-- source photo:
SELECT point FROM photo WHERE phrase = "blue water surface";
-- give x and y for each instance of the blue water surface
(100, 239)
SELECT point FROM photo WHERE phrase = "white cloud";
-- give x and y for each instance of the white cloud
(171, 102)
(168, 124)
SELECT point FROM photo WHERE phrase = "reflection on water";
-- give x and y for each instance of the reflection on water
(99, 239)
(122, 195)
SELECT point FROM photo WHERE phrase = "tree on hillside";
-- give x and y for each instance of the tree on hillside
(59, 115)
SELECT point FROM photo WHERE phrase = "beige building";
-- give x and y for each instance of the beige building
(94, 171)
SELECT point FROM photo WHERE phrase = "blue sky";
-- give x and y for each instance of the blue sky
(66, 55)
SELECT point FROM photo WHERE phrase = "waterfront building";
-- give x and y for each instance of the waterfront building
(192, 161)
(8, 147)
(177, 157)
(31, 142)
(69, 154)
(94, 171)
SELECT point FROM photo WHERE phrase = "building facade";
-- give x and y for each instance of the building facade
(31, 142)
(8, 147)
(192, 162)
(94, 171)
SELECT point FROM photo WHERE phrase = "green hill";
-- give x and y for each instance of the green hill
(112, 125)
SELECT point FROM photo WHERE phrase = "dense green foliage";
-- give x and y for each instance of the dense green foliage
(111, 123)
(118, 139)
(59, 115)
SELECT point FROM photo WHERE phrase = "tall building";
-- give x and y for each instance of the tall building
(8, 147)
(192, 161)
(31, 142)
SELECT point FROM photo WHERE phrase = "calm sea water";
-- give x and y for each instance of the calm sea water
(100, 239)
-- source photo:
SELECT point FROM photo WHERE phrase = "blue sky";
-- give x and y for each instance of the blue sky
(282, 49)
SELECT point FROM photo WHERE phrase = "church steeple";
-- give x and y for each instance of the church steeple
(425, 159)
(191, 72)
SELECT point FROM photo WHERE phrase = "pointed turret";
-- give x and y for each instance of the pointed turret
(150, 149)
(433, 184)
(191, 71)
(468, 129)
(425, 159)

**WHAT YOU WILL DO**:
From the line containing "-- give x and y for each instance of the dense" to the last line of the material, please quote every line exactly and only those.

**EXERCISE SOLUTION**:
-- give x and y for each instance of the dense green foliage
(111, 123)
(118, 139)
(59, 115)
SELECT point FROM photo WHERE phrase = "tall building";
-- give x and y for each instance of the tall building
(8, 147)
(192, 161)
(31, 142)
SELECT point FROM photo WHERE phrase = "calm sea water";
-- give x and y for each instance of the calm sea water
(100, 239)
-- source photo:
SELECT point FROM photo WHERE phrase = "blue sky";
-- give x and y for each instance of the blue sky
(282, 49)
SELECT point FROM photo WHERE phrase = "church steeple";
-- give x and y for each instance of the church steeple
(425, 159)
(191, 72)
SELECT point FROM photo WHERE phrase = "pointed turret";
-- give x and y for each instance of the pointed turret
(150, 149)
(433, 184)
(191, 71)
(468, 129)
(425, 159)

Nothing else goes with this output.